◆ **SUPPLIED ENTRIES**:
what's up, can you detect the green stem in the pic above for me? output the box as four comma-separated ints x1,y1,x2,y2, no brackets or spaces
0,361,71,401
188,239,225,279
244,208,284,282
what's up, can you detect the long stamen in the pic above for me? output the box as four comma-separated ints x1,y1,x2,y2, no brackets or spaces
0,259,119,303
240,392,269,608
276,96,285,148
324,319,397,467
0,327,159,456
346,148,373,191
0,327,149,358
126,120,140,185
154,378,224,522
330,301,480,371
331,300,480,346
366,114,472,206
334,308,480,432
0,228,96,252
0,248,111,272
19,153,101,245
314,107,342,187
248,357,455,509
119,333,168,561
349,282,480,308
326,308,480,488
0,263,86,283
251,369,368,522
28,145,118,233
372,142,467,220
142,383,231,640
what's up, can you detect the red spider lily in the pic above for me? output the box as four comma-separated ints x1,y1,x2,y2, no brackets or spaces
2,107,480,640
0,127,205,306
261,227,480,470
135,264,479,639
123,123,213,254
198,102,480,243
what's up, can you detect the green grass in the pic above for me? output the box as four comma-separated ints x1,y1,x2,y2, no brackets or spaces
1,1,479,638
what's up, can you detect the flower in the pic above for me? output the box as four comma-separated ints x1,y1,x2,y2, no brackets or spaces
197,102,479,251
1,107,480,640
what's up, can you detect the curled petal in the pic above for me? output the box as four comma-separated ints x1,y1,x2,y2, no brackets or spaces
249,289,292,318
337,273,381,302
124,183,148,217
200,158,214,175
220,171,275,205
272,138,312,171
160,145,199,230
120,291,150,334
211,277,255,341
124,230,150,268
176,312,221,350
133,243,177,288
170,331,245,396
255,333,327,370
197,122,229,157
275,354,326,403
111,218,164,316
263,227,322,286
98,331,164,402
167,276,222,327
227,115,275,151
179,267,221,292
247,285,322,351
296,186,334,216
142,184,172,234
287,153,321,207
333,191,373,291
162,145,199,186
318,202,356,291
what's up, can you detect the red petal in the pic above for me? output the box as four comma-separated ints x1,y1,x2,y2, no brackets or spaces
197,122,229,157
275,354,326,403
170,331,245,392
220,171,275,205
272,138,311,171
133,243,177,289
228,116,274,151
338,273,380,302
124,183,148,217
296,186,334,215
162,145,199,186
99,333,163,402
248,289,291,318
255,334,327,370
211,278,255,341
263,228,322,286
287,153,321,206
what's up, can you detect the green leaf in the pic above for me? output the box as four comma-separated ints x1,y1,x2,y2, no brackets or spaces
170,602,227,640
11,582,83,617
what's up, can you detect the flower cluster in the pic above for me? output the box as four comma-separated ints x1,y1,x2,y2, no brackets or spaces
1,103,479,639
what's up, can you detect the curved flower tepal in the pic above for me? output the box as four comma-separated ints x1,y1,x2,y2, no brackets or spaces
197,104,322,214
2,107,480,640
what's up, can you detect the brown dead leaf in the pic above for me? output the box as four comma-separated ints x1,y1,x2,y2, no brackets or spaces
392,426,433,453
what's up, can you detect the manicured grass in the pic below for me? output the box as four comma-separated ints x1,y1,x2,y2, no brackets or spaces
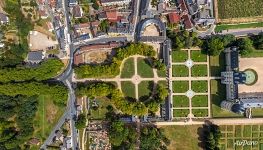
137,58,154,78
172,50,188,62
138,81,153,101
220,125,263,150
241,49,263,58
217,0,263,19
121,81,136,98
191,81,208,93
191,65,208,77
88,97,113,120
161,125,202,150
191,95,208,107
210,80,242,118
191,50,207,62
215,22,263,32
120,57,135,78
209,54,225,76
173,95,189,107
173,109,189,117
172,81,189,93
192,109,208,117
172,65,189,77
33,95,66,142
157,69,166,77
251,108,263,117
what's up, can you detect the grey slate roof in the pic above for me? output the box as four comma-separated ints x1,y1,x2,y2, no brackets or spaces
27,51,43,62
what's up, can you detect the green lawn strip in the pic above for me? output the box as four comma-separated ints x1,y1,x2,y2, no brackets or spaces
137,58,154,78
210,80,242,117
172,65,189,77
243,125,252,137
192,109,208,117
121,81,136,98
235,125,242,137
191,95,208,107
241,49,263,58
157,80,167,87
172,81,189,93
138,81,153,101
191,80,208,93
157,69,166,77
191,50,207,62
161,125,202,150
215,22,263,32
173,95,189,107
172,50,188,62
88,97,113,120
227,139,234,149
227,125,233,132
33,95,65,143
120,57,135,78
191,65,208,77
209,54,225,76
173,109,189,117
251,108,263,117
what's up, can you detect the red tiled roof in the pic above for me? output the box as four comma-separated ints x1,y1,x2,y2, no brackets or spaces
106,11,118,22
182,15,192,29
49,0,56,8
168,12,180,23
179,0,188,12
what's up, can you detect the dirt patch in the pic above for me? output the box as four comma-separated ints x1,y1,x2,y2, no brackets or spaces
218,16,263,24
142,24,160,36
238,58,263,94
46,103,58,123
83,49,113,64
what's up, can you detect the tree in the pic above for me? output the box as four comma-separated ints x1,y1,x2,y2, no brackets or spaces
205,132,216,150
99,20,109,33
75,113,86,129
237,37,254,56
253,33,263,49
207,38,224,56
109,120,129,146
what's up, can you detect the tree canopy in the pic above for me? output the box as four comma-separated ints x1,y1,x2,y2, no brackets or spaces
0,58,64,83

◆ **WORK REQUIRED**:
The material above is to be transcribed exactly, with all pictures omitted.

◆ **OUTPUT**:
what's up, can you detect the green stem in the pic above for me? output the box as four comma-separated ints x1,y1,x2,y2, no brackets or spaces
0,361,71,401
188,239,225,279
244,208,284,282
what's up, can you detect the long stamen in the pic above for me? output the box as four comma-separated ints x1,y1,x2,y2, no brackets or spaces
0,259,119,303
240,392,269,608
276,96,285,148
324,319,397,467
0,327,159,456
346,148,373,191
0,327,149,358
126,120,140,185
154,378,224,522
330,301,480,371
331,300,480,346
366,114,472,206
334,308,480,432
0,228,96,252
0,248,111,272
19,153,101,245
314,107,342,187
248,357,455,509
119,333,168,561
349,282,480,308
326,308,480,488
0,263,86,283
251,369,368,522
28,145,118,233
372,142,467,220
142,383,231,640
what's up, can you detect the red spider lily in the pic above for me? output the box as four comma-separated ints x1,y1,x2,y2, no brackets or spaces
2,107,480,640
0,127,205,306
261,227,480,470
135,264,479,639
123,123,213,254
198,102,480,243
what's up, can you detect the green grass in the pic above for me? output the box as four comma-separated ints x1,y1,x2,y2, no brackets or spaces
1,1,479,638
what's up, can you detect the flower in the pic above for me? output the box as four comma-separated ints x1,y1,x2,y2, no brackets or spaces
197,102,479,251
1,107,480,640
what's up, can you detect the curled petal in the pic above for me? output the box as four comma-separated ints x1,y1,x2,y2, no brackets or spaces
249,289,292,318
337,273,381,302
124,183,148,217
200,158,214,175
220,171,275,205
272,138,312,171
160,145,199,230
120,291,150,334
211,277,255,341
124,230,150,268
176,312,221,350
133,243,177,288
170,331,245,396
255,333,327,370
197,122,229,157
275,354,326,403
111,218,164,316
263,227,322,286
98,331,164,402
167,276,222,327
227,115,275,151
179,267,221,292
247,285,322,351
296,186,334,216
142,184,172,234
287,153,321,207
333,191,373,291
162,145,199,186
318,202,356,291
what's up, can you detect the red petal in the pic above for me? output the box as four comma-separated ints x1,y1,x2,y2, no brackets or spaces
197,122,229,157
275,354,326,403
170,331,245,392
220,171,275,205
272,138,311,171
133,243,177,289
228,116,274,151
338,273,380,302
124,183,148,217
296,186,334,215
162,145,199,186
99,333,163,402
248,289,291,318
255,334,327,370
211,278,255,341
263,228,322,286
287,153,321,206
what's up, can you detect the green leaf in the pic above for me? output the box as four comma-separated ints x1,y1,x2,y2, no brackets or spaces
170,602,227,640
11,582,83,617
what's up, can you detect the flower cluster in the pic above for me? output the box as four comma-separated ints x1,y1,x2,y2, no brackets or spaces
1,103,479,639
what's up, can you detect the curved flower tepal in the pic above for me? output the box as four comma-separated ints x1,y1,x2,y2, no brackets or spaces
197,104,322,214
2,107,480,640
what's up, can you detect the brown dead leaf in the pic above for me? output the box as four comma-separated ints x1,y1,x2,y2, no brackets or spaces
392,426,433,453
what's up, can you detect the manicured grass in the pic below for me? output the box as four comma-separated ints x1,y1,x2,y2, no brackets or spaces
137,58,154,78
172,50,188,62
138,81,153,101
220,125,263,150
241,49,263,58
217,0,263,19
121,81,136,98
191,81,208,93
191,65,208,77
88,97,113,120
161,125,202,150
191,95,208,107
210,80,242,118
191,50,207,62
215,22,263,32
120,57,135,78
209,54,225,76
173,95,189,107
173,109,189,117
172,81,189,93
192,109,208,117
172,65,189,77
33,95,66,142
157,69,166,77
251,108,263,117
what's up, can you detect the grey slate roof in the pic above for me? output the box as four comma-separated ints x1,y1,x2,y2, no brackets or spaces
27,51,43,62
what's up, can you detect the green lawn strip in the pic above for me? output the box as four comma-separated ints x1,y1,x2,y2, no brackets or spaces
137,58,154,78
210,80,242,117
172,65,189,77
243,125,252,137
192,109,208,117
121,81,136,98
235,125,242,137
191,95,208,107
241,49,263,58
157,80,167,87
172,81,189,93
138,81,153,101
191,80,208,93
157,69,166,77
191,50,207,62
161,125,202,150
215,22,263,32
173,95,189,107
172,50,188,62
88,97,113,120
227,139,234,149
227,125,233,132
33,95,65,143
120,57,135,78
191,65,208,77
209,54,225,76
173,109,189,117
251,108,263,117
what's up, can you detect the red tiled roof in the pic above for me? output the box as four comma-separated ints x1,y1,x2,y2, no brackets or spaces
106,11,118,22
182,15,192,29
49,0,56,8
168,12,180,23
179,0,188,12
what's up, can you detect the dirt patch in the pic above for me? output the box as four comma-separated ints x1,y1,x2,y2, no brackets or spaces
218,16,263,24
142,24,160,36
238,58,263,94
46,103,58,123
83,49,113,64
what's up, can you detect the tree in the pic above for me? output the box as four comma-separated ints x1,y1,x2,y2, no brackets or spaces
205,132,216,150
99,20,109,33
75,113,86,129
237,37,254,56
253,33,263,49
207,38,224,56
109,120,129,146
what's up, can you detect the tree canopy in the pic above for me? output the box as four comma-separated ints x1,y1,x2,y2, no brackets or spaces
0,58,64,83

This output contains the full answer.